Data for the task ::
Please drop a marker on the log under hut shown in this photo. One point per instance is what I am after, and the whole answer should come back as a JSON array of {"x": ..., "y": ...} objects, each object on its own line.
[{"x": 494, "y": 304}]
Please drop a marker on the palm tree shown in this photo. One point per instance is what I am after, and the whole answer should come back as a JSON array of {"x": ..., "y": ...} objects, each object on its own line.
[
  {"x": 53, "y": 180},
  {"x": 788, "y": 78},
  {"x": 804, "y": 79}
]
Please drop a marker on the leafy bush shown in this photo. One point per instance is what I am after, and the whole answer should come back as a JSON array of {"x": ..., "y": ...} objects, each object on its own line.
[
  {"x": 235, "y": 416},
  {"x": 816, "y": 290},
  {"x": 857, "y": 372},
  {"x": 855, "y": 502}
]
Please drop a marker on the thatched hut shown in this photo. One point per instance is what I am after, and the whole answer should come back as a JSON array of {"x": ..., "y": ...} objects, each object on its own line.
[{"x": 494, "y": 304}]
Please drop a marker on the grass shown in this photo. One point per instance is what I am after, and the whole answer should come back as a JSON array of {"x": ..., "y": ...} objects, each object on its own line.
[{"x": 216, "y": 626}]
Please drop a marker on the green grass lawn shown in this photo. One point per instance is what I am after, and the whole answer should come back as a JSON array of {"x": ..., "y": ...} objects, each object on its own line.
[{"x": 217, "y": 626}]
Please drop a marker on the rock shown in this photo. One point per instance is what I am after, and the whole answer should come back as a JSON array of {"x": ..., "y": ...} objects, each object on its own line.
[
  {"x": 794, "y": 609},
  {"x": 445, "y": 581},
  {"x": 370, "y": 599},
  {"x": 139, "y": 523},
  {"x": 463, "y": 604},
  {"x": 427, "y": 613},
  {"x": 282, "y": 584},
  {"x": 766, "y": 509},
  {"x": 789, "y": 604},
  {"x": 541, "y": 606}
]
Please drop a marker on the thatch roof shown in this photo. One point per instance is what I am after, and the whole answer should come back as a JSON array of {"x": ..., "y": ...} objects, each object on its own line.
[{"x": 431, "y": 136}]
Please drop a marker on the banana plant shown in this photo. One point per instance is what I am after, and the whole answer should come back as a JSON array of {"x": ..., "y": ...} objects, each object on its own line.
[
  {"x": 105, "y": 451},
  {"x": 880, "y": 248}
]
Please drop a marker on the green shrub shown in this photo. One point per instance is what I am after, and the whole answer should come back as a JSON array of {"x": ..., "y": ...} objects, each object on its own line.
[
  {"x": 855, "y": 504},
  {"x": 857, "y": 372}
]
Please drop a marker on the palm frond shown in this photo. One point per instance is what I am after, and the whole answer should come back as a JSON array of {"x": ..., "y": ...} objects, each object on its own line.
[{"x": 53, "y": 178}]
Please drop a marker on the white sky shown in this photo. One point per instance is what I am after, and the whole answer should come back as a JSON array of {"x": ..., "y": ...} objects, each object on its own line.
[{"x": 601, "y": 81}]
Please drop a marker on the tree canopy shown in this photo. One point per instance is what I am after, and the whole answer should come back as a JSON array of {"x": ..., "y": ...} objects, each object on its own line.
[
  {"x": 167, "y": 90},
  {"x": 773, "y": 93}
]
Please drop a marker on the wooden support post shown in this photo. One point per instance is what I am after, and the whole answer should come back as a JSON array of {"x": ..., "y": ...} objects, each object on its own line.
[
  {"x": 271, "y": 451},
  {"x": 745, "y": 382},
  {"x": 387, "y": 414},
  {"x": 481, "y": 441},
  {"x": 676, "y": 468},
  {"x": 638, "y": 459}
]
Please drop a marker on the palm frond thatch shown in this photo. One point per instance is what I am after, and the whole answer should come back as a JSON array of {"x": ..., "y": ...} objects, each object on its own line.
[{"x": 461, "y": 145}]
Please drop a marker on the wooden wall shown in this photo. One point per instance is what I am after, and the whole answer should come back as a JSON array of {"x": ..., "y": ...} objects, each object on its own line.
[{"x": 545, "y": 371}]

What the task asks :: Exactly and exclusively, repeat the lines from the line that contains "Please drop a marker on the white" through the end of the records, both ends included.

Response for this exercise ::
Please drop a marker on the white sky shown in this photo. One point per instance is what I am after, and the whole answer should come back as a JSON array of {"x": ..., "y": ...} objects, each object on its own line.
[{"x": 601, "y": 81}]
Please drop a marker on the tree canopy shown in this photo. One point per instance is what I am after, and the whole answer should come back as a JSON array of {"x": ..., "y": ...} objects, each object on its own line.
[
  {"x": 167, "y": 90},
  {"x": 773, "y": 93}
]
Please drop a marker on the wooden support post shown in this photo. One point per instance is what I am after, and the whole answer should come back as a JSON array of {"x": ..., "y": ...} objects, each object on its own line.
[
  {"x": 271, "y": 451},
  {"x": 745, "y": 382},
  {"x": 387, "y": 414},
  {"x": 481, "y": 441},
  {"x": 676, "y": 468},
  {"x": 638, "y": 459}
]
Please drop a marker on the palm frond thatch shown in this photo. One point per instance is what I am after, and the whole answer should come back as a JSON array of {"x": ..., "y": ...} objects, each object on its own line.
[{"x": 461, "y": 145}]
Please drop a marker on the wooden wall shown in this photo. One point per instance is what I am after, and the whole answer should come back as a JSON array of {"x": ..., "y": ...} objects, each object on its own line.
[{"x": 545, "y": 371}]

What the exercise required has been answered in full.